(Collected data)
- - - - -
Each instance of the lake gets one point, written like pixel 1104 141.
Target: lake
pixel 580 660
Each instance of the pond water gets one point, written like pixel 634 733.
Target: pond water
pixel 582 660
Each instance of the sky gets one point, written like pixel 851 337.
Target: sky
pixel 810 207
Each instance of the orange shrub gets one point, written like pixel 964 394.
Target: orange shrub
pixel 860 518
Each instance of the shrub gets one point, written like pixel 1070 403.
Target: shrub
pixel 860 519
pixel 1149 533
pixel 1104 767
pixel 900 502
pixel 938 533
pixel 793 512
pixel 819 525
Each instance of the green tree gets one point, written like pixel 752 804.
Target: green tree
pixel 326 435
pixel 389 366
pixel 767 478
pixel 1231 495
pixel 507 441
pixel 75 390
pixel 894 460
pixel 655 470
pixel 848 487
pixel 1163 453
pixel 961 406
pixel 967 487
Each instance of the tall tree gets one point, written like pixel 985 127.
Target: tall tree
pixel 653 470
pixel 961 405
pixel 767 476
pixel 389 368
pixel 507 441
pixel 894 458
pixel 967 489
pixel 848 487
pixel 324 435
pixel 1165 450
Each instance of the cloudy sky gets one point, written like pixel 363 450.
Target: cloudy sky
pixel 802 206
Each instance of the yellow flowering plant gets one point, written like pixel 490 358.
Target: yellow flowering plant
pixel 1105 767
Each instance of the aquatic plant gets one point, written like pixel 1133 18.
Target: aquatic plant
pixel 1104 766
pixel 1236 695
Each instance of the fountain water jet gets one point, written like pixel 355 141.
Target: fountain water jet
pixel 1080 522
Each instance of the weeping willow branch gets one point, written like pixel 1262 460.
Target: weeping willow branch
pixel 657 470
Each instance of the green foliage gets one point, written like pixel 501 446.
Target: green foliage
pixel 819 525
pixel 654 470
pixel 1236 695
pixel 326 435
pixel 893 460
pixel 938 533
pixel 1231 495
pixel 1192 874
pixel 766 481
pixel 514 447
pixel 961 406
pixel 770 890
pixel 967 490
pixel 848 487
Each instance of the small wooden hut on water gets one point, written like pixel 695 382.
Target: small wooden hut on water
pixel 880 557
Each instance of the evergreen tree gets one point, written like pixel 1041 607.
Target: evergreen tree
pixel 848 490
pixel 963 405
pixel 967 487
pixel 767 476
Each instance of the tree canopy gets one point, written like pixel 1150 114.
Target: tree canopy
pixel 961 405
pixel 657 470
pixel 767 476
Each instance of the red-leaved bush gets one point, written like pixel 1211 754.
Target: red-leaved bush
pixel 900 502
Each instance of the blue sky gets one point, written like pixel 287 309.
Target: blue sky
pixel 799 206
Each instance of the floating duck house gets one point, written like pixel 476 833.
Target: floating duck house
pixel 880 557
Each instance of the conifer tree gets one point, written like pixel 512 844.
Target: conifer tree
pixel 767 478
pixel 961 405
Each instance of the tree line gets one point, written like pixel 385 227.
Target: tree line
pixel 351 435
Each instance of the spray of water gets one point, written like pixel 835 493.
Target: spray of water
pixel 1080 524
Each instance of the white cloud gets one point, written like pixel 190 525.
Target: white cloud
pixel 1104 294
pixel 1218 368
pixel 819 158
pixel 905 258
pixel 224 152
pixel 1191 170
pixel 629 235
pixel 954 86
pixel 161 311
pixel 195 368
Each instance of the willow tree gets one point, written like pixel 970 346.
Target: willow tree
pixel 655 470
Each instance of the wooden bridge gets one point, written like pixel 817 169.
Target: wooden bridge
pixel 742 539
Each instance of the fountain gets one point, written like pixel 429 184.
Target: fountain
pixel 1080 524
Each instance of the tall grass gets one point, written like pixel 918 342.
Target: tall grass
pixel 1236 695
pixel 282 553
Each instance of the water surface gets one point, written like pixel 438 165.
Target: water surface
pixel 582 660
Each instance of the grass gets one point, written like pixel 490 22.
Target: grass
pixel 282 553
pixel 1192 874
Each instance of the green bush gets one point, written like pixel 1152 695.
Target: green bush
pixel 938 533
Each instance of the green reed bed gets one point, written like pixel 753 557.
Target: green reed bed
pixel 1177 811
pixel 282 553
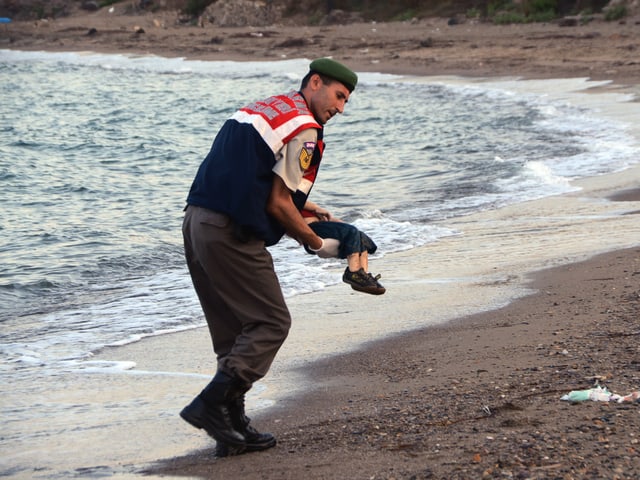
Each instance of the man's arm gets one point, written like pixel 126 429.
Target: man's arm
pixel 280 206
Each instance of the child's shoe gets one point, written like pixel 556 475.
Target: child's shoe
pixel 363 282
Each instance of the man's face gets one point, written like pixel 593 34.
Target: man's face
pixel 326 100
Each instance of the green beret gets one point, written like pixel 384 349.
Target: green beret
pixel 335 70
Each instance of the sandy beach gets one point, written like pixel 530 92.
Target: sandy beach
pixel 479 394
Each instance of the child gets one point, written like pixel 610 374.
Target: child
pixel 355 246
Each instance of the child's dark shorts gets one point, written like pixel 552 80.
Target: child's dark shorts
pixel 351 239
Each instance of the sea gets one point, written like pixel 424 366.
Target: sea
pixel 97 154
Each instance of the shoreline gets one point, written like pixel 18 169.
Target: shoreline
pixel 598 50
pixel 381 412
pixel 412 406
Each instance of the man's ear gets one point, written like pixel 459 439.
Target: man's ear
pixel 315 81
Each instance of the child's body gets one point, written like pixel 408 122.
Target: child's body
pixel 355 246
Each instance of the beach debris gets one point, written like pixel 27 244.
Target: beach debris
pixel 600 394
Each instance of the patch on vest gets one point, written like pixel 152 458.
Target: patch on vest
pixel 306 154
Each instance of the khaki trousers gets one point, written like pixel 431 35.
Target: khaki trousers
pixel 239 293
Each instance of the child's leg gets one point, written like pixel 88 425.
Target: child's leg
pixel 353 261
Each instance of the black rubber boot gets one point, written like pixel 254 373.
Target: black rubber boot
pixel 255 441
pixel 210 411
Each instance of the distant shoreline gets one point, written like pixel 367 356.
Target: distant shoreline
pixel 598 50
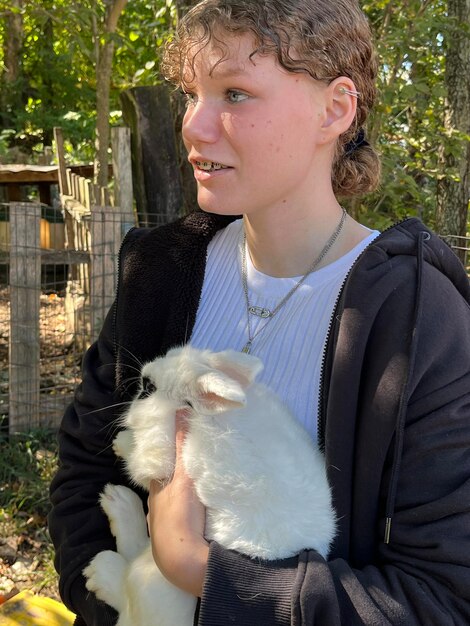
- - - - -
DIRECTIONS.
Count how many lines in the items above contain the string "foliage". Reply with the number alone.

WRITTEN SOLUTION.
2